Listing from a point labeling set
----------

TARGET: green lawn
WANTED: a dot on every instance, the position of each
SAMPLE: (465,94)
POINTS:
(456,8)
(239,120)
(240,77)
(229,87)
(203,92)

----------

Written instruction | Print every line of the listing above again, character for character.

Answer for this exercise |
TARGET: green lawn
WANTED: a dot on every instance, the position of each
SAMPLE: (465,94)
POINTS:
(456,8)
(239,120)
(240,77)
(229,87)
(203,92)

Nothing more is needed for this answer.